-- Begin Dataset --

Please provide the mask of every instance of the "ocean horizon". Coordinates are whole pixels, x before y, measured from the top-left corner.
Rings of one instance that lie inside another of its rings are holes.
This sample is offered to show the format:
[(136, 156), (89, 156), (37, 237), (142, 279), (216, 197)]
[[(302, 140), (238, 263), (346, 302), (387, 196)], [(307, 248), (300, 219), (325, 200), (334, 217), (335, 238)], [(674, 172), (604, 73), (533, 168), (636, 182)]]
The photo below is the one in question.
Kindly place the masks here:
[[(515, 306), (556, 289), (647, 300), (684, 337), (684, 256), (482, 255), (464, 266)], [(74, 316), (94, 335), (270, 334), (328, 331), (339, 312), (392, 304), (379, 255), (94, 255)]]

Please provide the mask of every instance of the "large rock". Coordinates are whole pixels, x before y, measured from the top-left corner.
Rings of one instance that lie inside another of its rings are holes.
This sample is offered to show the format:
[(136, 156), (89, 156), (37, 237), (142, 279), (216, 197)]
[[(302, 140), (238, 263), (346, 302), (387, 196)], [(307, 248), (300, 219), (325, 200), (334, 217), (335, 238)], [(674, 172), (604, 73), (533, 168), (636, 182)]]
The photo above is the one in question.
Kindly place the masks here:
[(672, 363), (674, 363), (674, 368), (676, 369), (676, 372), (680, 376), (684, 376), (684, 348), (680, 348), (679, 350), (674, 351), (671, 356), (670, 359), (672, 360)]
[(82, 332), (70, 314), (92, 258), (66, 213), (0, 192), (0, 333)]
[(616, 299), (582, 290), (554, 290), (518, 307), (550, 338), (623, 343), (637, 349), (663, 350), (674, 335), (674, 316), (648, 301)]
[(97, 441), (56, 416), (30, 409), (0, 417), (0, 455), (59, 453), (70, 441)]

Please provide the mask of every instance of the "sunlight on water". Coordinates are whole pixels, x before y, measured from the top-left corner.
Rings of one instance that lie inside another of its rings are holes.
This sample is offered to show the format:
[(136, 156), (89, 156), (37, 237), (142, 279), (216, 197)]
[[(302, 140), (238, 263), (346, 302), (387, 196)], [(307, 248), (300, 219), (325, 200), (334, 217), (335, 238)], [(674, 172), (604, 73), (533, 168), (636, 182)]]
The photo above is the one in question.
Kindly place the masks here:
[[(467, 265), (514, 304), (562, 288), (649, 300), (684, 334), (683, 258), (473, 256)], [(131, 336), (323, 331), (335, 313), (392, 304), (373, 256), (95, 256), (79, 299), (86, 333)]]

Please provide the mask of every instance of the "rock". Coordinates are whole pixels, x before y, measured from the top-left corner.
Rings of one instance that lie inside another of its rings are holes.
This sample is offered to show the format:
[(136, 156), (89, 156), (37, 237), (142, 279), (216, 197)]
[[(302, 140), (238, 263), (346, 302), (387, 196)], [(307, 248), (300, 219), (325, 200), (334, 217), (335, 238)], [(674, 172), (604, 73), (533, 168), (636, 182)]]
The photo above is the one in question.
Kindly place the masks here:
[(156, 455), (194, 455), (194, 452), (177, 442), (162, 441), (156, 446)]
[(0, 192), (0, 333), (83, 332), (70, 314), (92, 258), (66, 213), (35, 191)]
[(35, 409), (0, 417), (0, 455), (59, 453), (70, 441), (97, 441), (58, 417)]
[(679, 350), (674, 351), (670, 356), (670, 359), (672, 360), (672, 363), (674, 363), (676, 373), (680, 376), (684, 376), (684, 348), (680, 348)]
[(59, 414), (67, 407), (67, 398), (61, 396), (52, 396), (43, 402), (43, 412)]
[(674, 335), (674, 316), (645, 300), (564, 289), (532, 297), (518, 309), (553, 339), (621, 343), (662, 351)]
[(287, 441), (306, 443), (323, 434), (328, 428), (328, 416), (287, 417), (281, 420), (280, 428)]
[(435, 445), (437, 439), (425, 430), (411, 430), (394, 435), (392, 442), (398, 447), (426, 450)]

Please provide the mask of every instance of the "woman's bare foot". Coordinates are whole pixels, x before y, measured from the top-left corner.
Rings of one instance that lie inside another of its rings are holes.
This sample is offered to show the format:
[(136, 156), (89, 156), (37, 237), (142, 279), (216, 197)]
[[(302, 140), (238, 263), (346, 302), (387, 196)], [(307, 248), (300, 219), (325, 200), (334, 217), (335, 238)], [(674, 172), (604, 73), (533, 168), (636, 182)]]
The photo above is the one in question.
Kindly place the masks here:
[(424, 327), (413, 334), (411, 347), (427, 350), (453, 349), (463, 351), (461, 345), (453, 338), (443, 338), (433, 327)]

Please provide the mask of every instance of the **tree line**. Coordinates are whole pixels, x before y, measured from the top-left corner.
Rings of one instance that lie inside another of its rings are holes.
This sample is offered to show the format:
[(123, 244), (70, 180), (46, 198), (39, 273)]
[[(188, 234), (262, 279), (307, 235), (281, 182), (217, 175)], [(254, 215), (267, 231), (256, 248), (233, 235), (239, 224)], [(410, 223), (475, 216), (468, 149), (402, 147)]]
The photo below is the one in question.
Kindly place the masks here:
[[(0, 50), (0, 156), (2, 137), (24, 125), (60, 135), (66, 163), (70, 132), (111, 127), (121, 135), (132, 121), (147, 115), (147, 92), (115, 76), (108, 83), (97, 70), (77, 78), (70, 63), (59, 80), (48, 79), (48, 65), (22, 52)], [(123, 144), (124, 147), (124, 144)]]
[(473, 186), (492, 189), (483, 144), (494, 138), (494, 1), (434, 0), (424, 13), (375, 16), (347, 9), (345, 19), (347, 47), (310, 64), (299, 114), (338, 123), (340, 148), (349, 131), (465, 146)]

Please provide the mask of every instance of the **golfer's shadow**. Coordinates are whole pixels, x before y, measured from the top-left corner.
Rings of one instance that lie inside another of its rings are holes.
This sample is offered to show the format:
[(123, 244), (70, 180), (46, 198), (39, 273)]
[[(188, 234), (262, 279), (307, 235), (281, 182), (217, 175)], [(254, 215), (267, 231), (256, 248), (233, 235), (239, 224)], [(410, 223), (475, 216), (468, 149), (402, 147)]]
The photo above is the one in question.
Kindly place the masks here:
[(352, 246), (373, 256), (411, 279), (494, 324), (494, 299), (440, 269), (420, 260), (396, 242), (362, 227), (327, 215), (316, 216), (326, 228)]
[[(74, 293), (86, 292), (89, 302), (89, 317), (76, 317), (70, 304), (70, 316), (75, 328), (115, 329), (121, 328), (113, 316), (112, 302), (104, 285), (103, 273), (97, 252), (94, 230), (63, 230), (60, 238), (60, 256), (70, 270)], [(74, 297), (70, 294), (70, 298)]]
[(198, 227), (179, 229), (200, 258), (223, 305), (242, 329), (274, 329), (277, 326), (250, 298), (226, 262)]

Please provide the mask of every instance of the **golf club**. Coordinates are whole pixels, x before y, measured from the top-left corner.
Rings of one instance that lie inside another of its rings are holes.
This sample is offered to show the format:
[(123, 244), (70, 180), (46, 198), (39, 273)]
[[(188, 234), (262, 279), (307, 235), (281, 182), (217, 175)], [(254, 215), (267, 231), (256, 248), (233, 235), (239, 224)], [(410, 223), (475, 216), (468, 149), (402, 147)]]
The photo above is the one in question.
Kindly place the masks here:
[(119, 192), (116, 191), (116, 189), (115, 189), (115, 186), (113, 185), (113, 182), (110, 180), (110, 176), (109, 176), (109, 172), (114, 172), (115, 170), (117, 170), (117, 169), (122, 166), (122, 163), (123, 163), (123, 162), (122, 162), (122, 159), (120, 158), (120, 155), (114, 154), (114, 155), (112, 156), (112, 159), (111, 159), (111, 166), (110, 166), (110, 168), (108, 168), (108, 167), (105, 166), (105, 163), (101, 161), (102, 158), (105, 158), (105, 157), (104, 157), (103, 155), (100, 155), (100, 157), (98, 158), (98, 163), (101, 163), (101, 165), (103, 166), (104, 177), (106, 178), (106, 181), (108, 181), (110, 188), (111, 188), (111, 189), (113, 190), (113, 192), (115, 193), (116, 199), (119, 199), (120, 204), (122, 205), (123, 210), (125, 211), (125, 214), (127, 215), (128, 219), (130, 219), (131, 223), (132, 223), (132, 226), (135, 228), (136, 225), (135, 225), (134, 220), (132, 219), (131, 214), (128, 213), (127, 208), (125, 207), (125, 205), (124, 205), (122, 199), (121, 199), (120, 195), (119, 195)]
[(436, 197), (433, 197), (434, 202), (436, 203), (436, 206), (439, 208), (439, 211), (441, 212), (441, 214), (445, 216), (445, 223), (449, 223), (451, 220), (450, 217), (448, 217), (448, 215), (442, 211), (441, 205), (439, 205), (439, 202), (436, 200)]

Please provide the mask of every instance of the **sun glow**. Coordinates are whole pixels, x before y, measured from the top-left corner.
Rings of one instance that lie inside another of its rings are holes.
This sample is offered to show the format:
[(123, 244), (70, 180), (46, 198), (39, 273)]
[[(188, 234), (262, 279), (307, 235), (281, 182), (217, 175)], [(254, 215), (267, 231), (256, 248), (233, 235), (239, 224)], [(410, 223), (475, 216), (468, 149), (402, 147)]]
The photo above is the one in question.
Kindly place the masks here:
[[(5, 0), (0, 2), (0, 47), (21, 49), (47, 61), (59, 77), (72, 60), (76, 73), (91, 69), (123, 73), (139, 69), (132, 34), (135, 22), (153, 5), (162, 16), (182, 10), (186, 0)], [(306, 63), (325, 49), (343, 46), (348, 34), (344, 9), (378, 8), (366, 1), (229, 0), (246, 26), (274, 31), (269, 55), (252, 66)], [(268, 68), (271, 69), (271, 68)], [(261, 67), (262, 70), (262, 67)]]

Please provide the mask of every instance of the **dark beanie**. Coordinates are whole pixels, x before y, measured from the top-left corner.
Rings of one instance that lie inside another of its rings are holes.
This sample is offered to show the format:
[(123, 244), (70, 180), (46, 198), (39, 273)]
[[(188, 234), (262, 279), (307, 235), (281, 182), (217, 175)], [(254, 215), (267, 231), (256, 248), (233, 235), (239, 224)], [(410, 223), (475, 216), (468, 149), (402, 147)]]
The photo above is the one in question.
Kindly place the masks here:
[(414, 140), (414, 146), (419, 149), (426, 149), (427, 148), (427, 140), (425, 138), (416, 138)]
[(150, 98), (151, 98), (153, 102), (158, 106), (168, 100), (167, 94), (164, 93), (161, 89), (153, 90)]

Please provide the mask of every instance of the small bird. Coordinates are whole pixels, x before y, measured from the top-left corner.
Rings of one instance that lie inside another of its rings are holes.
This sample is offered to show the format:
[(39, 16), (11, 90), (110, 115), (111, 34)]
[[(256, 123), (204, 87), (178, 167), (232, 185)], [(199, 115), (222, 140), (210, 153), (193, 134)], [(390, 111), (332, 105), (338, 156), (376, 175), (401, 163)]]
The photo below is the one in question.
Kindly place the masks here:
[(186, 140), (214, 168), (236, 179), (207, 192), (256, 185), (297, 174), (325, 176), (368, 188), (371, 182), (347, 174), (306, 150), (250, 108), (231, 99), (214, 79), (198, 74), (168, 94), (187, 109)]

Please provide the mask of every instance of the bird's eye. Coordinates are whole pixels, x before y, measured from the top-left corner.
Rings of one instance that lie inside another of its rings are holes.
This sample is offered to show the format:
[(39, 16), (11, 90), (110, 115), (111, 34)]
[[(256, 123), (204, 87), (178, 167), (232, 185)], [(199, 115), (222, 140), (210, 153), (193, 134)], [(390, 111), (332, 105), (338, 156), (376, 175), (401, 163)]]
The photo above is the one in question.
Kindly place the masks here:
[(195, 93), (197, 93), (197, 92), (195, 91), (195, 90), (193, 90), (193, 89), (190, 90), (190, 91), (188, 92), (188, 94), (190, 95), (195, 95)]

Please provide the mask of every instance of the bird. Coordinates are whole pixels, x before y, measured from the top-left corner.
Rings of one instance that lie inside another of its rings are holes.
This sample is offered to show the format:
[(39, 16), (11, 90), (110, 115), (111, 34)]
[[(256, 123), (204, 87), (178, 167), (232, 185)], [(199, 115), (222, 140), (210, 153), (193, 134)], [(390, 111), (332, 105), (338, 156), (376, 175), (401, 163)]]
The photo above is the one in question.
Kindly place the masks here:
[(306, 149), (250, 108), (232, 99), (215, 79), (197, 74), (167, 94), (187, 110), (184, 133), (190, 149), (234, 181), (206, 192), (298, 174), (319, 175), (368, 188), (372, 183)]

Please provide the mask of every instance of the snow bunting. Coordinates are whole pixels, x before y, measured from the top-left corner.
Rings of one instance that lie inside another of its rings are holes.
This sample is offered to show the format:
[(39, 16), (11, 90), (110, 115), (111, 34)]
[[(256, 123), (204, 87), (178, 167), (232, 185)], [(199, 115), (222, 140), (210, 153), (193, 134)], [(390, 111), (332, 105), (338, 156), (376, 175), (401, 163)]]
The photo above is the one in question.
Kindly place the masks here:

-- End Dataset --

Convert the lines above, from the first one through the line containing "255), (94, 255)]]", into a JSON list of strings with one string per line and no blank lines.

[
  "Please provide the mask of every instance of the \"ocean horizon\". Coordinates are whole pixels, x before y, measured from the top-left corner.",
  "Rings of one instance that lie inside another of its rings are holes.",
  "This sample is offered to show the format:",
  "[(136, 156), (89, 156), (37, 237), (142, 279), (216, 197)]",
  "[[(302, 140), (238, 263), (346, 302), (387, 196)], [(307, 248), (300, 219), (325, 200), (334, 217), (335, 238)], [(674, 172), (604, 73), (533, 168), (636, 182)]]",
  "The photo below is the one in question.",
  "Kindly place the masks here:",
  "[[(515, 306), (556, 289), (647, 300), (684, 337), (684, 256), (482, 255), (464, 266)], [(74, 316), (94, 335), (270, 334), (328, 331), (339, 312), (392, 304), (379, 255), (94, 255)]]"
]